Before copying the entries, remove the pictures; everything else stays exactly as it is.

- - -

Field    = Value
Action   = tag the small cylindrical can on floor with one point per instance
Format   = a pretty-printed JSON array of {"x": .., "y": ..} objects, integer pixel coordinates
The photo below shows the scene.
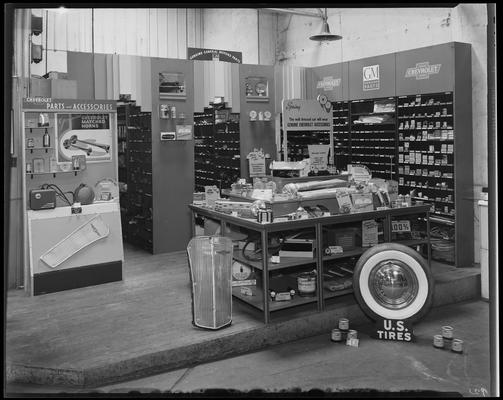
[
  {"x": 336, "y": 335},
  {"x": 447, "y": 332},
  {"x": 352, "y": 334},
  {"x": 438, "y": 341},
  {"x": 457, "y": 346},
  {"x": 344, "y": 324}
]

- - -

▶ _Response area_
Field    = Value
Action   = tag the small cylindrical can on floor with one point per instance
Format   = a pretty-printed JSON array of {"x": .., "y": ..} objects, integer pixel coordinates
The photo below shows the scene.
[
  {"x": 336, "y": 335},
  {"x": 447, "y": 332},
  {"x": 352, "y": 334},
  {"x": 438, "y": 341},
  {"x": 457, "y": 346},
  {"x": 344, "y": 324}
]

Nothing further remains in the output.